§ Brief: List all the lines in these records that hold "every".

§ Input material:
---+---

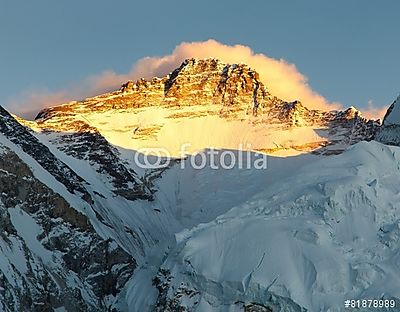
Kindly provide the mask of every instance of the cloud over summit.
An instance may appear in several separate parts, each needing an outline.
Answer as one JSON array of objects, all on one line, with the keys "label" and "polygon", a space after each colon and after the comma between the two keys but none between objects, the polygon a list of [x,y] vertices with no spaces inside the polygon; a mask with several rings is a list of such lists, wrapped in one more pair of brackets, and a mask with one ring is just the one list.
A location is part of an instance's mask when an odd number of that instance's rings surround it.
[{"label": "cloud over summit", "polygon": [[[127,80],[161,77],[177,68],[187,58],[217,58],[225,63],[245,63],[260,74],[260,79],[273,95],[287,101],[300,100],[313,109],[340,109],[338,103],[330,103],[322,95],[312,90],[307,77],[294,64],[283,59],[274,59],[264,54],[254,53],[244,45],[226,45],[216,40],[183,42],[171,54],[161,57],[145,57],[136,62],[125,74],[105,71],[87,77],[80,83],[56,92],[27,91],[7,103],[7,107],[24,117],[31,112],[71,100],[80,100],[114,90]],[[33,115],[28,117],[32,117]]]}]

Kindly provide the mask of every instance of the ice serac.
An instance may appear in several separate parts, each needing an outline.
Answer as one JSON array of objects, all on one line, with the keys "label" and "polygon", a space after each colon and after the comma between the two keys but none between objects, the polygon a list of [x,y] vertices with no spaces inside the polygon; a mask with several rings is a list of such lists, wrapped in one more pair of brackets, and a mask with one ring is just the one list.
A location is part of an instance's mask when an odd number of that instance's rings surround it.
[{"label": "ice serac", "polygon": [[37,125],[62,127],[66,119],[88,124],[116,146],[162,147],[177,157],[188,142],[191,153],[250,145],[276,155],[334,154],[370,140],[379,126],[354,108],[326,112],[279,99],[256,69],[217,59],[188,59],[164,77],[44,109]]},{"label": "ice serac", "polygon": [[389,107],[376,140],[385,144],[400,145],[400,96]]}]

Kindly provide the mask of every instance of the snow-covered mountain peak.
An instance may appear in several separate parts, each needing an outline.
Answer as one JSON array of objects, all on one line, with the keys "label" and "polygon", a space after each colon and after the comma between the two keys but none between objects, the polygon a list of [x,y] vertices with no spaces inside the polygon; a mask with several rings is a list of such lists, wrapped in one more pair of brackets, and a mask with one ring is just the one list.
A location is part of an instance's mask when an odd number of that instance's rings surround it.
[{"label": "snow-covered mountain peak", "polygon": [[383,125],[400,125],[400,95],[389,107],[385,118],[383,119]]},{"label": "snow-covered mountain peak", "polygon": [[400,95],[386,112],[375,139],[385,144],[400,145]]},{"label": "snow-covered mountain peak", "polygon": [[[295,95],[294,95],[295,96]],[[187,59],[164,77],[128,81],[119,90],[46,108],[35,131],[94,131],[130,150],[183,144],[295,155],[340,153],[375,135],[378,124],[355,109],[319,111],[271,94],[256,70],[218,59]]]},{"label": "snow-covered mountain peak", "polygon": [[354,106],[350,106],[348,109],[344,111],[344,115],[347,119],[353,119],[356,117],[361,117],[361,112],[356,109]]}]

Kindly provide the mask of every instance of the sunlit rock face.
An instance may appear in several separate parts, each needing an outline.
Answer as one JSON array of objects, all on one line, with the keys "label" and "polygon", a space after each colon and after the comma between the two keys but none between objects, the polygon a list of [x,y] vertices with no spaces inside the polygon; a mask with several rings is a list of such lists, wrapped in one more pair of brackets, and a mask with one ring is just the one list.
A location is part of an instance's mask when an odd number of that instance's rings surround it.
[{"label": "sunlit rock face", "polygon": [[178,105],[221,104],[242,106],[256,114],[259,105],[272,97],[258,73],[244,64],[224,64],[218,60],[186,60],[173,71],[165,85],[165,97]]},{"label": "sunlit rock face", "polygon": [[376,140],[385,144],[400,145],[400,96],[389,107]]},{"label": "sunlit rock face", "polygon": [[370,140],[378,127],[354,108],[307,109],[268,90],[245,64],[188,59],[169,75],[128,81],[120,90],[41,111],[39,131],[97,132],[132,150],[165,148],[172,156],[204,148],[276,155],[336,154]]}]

---+---

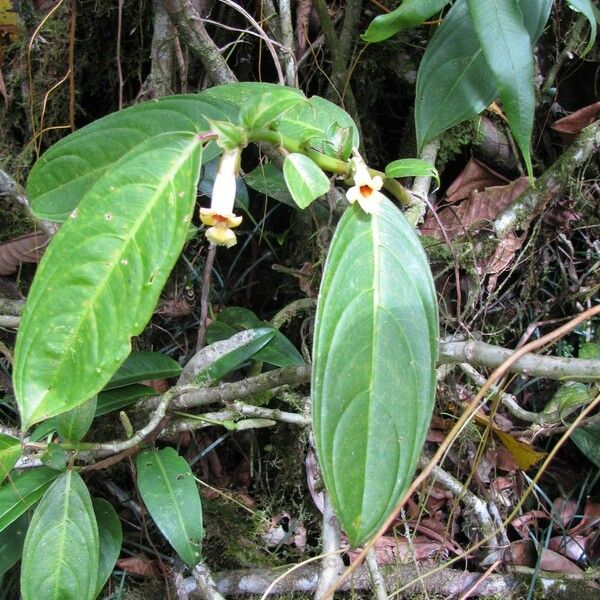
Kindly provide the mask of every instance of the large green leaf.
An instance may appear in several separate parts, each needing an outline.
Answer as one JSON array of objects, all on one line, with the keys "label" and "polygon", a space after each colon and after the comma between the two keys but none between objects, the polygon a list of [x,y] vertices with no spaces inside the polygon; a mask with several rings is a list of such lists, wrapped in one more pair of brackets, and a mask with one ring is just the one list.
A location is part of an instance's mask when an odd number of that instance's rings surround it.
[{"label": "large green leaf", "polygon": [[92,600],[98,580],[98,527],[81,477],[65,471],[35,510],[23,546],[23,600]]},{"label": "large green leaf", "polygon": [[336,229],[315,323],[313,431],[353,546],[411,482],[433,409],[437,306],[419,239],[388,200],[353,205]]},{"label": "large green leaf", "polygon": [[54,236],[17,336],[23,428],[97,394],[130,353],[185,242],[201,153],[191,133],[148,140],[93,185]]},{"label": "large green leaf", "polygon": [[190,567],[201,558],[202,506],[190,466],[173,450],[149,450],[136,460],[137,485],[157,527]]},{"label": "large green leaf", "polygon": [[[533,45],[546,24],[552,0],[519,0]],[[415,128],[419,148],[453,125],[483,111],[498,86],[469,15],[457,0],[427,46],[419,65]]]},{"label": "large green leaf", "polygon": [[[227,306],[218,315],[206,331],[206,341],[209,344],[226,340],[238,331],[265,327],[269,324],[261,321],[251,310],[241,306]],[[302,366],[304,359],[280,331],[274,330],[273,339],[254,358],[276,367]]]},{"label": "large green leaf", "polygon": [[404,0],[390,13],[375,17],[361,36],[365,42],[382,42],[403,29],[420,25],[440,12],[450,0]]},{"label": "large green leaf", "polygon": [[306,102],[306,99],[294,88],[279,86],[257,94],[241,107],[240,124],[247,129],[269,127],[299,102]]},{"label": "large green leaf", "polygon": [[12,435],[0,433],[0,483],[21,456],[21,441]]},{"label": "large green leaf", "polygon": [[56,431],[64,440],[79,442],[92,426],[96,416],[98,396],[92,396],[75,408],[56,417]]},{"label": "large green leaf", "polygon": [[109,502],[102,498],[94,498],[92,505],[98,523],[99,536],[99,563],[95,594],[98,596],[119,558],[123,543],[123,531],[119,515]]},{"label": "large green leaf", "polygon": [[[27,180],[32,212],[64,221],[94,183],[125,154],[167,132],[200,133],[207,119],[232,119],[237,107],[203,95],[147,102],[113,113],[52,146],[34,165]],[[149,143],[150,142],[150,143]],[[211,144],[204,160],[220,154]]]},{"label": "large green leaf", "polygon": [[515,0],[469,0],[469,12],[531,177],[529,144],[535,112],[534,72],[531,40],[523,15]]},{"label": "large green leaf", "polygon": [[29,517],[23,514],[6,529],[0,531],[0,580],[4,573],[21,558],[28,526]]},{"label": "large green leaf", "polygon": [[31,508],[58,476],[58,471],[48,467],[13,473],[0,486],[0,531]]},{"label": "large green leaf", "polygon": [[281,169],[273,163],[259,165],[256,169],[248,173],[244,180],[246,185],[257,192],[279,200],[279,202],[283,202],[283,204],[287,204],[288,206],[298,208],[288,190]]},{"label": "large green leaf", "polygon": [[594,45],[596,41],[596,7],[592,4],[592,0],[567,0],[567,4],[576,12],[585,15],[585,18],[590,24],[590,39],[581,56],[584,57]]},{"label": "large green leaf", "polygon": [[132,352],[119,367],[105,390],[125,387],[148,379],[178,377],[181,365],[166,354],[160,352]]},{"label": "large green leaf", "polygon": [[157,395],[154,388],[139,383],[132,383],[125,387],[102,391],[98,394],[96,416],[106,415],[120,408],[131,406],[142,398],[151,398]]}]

---+---

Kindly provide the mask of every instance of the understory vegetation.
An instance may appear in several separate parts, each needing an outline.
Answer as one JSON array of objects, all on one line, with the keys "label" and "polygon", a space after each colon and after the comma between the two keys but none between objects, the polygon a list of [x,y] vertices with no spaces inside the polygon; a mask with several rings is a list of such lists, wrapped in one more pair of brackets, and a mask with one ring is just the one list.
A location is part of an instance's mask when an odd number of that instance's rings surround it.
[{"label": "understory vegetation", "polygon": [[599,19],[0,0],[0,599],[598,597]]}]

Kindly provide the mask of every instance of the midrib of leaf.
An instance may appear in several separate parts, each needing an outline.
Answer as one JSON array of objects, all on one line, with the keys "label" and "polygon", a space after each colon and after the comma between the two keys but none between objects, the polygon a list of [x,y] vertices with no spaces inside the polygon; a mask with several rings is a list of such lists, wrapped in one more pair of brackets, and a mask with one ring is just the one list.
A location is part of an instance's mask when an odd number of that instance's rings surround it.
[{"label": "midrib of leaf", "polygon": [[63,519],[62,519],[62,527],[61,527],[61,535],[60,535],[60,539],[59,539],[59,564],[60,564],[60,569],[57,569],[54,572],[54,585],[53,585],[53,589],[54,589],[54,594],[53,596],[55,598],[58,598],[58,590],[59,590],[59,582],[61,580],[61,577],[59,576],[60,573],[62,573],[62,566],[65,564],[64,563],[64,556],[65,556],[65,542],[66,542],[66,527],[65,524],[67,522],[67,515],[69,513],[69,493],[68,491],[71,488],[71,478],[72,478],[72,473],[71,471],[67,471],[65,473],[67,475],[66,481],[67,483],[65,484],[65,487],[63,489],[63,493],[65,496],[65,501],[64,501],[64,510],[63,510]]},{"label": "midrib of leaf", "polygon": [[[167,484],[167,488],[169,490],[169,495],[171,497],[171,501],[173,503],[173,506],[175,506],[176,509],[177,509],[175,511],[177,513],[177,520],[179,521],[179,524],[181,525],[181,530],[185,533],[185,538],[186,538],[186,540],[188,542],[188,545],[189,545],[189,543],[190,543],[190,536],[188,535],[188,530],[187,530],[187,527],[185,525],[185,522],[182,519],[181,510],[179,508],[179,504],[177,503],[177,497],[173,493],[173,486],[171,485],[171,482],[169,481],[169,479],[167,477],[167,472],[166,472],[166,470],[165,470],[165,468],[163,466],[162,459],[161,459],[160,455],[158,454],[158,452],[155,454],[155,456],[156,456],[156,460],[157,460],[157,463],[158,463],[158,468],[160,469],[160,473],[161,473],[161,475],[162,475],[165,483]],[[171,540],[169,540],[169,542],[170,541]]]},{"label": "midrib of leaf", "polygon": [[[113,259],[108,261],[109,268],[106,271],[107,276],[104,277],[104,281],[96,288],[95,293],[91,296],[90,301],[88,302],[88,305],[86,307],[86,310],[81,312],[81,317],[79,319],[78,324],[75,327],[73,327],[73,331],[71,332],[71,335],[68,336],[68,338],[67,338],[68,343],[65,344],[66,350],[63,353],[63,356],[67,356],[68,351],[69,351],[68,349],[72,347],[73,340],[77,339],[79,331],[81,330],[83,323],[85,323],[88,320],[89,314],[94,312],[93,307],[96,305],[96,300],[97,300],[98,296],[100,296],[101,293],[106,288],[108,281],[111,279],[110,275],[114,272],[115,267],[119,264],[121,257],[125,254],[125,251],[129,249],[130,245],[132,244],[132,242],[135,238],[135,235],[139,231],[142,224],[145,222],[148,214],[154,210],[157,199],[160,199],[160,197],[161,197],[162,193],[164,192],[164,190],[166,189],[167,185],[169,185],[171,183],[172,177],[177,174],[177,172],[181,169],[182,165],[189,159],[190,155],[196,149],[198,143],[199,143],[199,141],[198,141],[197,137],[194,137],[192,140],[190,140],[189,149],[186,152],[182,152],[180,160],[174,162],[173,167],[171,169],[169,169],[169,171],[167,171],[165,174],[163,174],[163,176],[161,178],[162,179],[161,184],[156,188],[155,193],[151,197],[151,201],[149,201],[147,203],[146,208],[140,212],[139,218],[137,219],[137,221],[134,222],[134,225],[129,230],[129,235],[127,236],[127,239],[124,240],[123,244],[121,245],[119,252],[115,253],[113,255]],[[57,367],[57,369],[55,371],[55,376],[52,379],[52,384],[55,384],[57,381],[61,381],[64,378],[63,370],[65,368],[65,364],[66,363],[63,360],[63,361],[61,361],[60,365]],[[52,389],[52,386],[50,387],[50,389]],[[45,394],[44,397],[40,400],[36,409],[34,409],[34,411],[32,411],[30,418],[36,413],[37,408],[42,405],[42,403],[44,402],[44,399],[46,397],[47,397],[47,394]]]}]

---+---

§ Answer box:
Kindly provide the mask of every instance of the cloud over summit.
Kindly provide the mask of every instance of the ice serac.
Kindly provide the mask of every instance of the snow-covered mountain peak.
Kindly provide the mask of every instance of the sunlit rock face.
Kindly provide the mask of every instance of the large green leaf.
Kindly provide the mask of every instance of the understory vegetation.
Kindly provide the mask of every instance of the midrib of leaf.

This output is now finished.